[Excerpts of location labeling data]
-- BEGIN --
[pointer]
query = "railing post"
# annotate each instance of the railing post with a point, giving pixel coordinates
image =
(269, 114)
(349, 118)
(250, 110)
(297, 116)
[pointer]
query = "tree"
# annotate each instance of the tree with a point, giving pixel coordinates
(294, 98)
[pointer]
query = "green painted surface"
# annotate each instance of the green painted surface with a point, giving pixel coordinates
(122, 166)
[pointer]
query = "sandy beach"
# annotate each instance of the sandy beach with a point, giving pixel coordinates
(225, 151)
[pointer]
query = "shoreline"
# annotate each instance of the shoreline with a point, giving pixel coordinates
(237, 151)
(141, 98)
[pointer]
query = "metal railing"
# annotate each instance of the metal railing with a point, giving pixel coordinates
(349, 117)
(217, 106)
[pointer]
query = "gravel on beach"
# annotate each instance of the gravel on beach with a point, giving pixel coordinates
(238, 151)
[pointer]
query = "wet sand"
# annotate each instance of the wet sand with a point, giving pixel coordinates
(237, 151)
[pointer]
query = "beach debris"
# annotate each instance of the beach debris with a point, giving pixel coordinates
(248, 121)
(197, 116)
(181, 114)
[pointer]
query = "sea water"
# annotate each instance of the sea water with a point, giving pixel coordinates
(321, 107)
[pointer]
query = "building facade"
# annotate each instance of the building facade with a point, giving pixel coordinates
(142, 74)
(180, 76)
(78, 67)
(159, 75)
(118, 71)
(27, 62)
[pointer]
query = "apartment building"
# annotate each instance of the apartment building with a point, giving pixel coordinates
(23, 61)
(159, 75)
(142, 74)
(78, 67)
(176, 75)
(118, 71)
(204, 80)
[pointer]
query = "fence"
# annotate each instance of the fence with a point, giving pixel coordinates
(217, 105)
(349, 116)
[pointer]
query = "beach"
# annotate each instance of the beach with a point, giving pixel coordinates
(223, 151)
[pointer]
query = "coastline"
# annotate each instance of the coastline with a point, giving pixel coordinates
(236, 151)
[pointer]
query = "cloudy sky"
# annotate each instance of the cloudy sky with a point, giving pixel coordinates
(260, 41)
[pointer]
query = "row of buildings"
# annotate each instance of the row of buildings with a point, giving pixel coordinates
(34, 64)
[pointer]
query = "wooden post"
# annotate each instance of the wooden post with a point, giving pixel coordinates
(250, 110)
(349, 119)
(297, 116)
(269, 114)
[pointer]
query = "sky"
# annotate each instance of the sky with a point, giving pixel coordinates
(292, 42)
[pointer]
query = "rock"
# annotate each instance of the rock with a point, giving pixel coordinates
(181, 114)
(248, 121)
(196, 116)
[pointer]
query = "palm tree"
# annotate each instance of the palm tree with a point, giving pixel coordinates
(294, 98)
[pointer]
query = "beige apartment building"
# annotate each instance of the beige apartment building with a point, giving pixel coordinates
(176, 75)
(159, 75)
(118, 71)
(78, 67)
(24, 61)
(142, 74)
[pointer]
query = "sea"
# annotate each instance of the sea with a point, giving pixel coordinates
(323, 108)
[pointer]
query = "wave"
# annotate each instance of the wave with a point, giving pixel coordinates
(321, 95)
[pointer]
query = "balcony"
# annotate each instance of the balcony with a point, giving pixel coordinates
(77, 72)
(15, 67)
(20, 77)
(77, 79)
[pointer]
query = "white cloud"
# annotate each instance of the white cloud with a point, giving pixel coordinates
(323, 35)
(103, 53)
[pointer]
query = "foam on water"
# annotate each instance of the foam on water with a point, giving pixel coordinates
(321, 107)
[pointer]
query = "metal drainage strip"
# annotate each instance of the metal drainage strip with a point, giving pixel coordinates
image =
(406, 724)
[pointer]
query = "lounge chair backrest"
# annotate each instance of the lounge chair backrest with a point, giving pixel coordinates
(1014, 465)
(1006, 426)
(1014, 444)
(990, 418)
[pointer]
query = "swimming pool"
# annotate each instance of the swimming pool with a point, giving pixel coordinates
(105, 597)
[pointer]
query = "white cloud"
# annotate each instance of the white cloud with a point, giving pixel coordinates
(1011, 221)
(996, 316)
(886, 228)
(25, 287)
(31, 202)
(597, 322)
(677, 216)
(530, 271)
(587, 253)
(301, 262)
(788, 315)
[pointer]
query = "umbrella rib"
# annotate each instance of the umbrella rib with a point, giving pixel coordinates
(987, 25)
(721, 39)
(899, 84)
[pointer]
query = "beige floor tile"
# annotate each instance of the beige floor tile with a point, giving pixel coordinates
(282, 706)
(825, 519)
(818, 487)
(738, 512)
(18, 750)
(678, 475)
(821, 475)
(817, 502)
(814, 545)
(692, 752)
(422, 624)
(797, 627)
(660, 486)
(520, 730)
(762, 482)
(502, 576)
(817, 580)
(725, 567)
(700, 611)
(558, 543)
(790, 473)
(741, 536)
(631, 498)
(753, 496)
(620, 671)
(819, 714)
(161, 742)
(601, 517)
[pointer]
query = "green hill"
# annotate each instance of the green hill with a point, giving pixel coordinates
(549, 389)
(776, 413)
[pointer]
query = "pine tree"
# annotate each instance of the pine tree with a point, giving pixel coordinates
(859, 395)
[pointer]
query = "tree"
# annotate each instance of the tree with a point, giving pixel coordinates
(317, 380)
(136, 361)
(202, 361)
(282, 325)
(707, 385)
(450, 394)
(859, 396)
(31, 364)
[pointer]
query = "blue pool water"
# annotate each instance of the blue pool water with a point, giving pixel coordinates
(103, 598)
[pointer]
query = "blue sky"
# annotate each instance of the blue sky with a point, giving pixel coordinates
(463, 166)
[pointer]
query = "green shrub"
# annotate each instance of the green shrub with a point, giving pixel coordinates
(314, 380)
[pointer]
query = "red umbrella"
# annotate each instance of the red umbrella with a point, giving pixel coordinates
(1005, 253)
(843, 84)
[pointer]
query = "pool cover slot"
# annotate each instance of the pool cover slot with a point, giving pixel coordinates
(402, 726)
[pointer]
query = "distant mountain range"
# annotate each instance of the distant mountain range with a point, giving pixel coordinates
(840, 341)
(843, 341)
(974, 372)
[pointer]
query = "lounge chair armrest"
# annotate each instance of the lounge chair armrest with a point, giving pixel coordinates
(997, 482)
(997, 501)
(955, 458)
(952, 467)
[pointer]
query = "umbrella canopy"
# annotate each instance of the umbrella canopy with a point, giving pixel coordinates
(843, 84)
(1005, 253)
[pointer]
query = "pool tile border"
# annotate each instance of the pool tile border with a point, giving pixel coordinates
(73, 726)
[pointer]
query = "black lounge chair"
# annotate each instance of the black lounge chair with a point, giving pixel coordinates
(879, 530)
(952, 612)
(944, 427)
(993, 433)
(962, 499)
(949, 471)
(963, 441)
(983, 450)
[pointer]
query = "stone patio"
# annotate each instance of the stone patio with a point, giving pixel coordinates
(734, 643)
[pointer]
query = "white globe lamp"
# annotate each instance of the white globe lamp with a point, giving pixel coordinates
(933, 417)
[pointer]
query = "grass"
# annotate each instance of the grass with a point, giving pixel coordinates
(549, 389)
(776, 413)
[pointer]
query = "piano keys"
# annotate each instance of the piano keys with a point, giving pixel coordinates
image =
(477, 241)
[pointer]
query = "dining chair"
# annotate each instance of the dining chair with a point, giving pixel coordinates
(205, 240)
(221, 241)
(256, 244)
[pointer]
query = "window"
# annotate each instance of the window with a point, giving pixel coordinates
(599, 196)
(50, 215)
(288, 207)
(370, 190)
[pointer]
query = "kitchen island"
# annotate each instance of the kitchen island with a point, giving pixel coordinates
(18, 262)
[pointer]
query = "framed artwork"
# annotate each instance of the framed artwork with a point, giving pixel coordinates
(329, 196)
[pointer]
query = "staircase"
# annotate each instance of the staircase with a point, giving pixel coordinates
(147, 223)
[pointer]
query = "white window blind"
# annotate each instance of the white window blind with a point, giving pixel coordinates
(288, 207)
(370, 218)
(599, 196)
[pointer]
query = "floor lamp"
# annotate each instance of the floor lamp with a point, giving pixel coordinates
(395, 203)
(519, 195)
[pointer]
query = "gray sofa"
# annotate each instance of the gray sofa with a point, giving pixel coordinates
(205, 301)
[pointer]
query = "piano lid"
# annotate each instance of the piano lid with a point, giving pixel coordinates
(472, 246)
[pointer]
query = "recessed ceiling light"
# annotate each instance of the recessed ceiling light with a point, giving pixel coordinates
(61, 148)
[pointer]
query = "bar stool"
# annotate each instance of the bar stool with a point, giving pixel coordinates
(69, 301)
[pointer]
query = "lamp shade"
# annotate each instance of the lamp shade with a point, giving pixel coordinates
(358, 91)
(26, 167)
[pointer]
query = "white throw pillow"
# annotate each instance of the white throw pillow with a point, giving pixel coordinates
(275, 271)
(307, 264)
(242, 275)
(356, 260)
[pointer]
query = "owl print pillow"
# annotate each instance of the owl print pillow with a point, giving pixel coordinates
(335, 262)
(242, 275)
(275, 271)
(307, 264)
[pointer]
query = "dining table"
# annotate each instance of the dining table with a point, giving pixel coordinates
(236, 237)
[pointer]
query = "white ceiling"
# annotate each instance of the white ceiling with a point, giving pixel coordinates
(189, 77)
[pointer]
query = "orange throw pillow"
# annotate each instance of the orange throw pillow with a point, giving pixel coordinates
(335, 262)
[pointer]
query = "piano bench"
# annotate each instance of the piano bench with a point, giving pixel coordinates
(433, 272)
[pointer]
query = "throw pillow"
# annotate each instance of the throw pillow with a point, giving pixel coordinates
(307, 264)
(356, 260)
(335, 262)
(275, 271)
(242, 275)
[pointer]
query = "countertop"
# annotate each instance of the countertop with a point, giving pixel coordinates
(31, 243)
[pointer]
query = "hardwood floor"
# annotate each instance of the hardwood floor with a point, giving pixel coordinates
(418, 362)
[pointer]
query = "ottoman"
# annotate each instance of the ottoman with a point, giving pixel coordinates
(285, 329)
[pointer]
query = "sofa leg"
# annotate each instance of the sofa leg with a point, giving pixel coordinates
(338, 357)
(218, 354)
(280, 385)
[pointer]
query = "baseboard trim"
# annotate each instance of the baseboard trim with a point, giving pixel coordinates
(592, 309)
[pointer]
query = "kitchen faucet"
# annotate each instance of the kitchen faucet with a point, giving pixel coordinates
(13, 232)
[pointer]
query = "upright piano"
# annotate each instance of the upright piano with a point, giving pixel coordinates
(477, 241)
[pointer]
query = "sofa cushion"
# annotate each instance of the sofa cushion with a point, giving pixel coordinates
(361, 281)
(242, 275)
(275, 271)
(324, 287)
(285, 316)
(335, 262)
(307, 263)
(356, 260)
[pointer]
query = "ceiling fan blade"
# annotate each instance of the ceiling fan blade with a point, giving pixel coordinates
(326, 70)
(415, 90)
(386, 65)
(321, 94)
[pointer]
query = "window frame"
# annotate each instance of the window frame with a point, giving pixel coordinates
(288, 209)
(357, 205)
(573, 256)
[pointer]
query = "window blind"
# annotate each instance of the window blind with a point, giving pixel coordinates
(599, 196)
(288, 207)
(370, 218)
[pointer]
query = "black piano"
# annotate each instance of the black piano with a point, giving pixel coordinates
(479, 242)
-- END --
__Instructions to follow__. Pull out each line of the data that contains the string "stool", and copy those lines without changes.

__Correct output__.
query = "bar stool"
# annotate each instance of the bar stool with a point, giving pixel coordinates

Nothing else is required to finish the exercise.